**PASSAGE FOR REVIEW**
------------------------------------------------------------------------
Scientists have used beached specimens to study the whale's eating habits via stomach analysis. Examining Pacific Ocean whales, they found that  cephalopods made up 98.0% (by number) and 87.7% (by mass) of the Cuvier's beaked whale diet.  Among these were at least 37 varieties of squid, of many different sizes, with both mesopelagic and bathypelagic squid. Prey of Cuvier’s beaked whales include Cranchiidae, Onychoteuthidae, Brachioteuthidae, Enoploteuthidae, Octopoteuthidae, and Histioteuthidae, as well as deep-sea fish. 

Comparing the stomachs of the whales found in the Pacific Ocean to those found in the Mediterranean found that the Mediterranean whales predominantly ate squid from a 1,000 to 2,000-foot level, whereas in the Pacific, the whales found in Monterey, California in 2015, Taiwan in 1995, Alaska, and Baja California had access to much deeper water.

As well as catching prey in the benthopelagic zone, they consumed a mixture of crustaceans and cephalopods further down in the bathypelagic zone. Molluscs and octopus only found in these deep-sea regions are also sometimes eaten in the bathypelagic zone.
A whale retrieved in Monterey in 2015 was observed to have eaten 200 squids, five fish, and one very deep-sea shrimp. The shrimp and most of the squid were seemingly bathypelagic, and the fish were giant grenadiers off the benthopelagic ocean bottoms.

Range and habitat
Cuvier's has a cosmopolitan distribution in deep, offshore waters from the tropics to the cool, temperate seas. In the North Pacific, it occurs as far north as the Aleutians and in the North Atlantic as far north as Atlantic Canada in the west to Shetland in the east. In the Southern Hemisphere, it occurs as far south as Tierra del Fuego, South Africa, southern Australia, New Zealand, and the Chatham Islands. It also frequents such inland bodies of waters as the Gulfs of Mexico and the Caribbean and Mediterranean Seas. The Mediterranean population might be genetically distinct from the North Atlantic population(s).
------------------------------------------------------------------------
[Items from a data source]
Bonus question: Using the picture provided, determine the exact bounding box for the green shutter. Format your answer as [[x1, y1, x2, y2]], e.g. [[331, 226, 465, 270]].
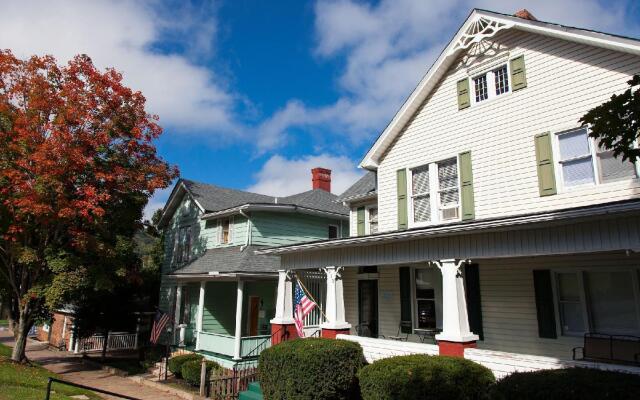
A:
[[400, 267, 413, 333], [464, 264, 484, 340], [509, 56, 527, 92], [535, 132, 556, 196], [533, 269, 558, 339], [460, 151, 475, 221], [458, 78, 471, 110], [357, 207, 364, 236], [397, 169, 409, 230]]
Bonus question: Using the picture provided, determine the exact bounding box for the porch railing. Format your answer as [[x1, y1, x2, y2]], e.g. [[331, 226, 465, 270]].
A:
[[76, 333, 138, 353]]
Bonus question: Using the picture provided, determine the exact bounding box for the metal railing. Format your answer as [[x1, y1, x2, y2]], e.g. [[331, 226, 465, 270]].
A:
[[76, 333, 138, 353], [45, 378, 141, 400]]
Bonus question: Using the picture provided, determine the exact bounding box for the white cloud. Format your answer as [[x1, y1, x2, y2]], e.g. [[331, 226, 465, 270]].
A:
[[0, 0, 240, 133], [259, 0, 640, 150], [247, 154, 363, 196]]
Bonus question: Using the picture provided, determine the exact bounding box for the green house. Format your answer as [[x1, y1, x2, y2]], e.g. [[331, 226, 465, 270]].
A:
[[159, 168, 349, 367]]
------------------------------------------------------------------------
**REQUIRED WORK**
1) In the passage on Cuvier's beaked whales, how many squids had the whale retrieved in Monterey in 2015 eaten?
2) Continue the passage on Cuvier's beaked whales from after its final sentence.

**OUTPUTS FOR THE TASKS**
1) 200

2)
Cuvier's beaked whale may be one of the most common and abundant of the beaked whales, with a worldwide population likely well over 100,000. An estimated 80,000 are in the eastern tropical Pacific, nearly 1,900 are off the west coast of the United States (excluding Alaska), and more than 15,000 are off Hawaii. The population in the Gulf of Mexico is extremely small and appeals have been made to have them made a protected species in this area.  this was rejected on the basis that there was insufficient scientific evidence to consider them a distinct population segment (DPS) under the Endangered Species Act (ESA).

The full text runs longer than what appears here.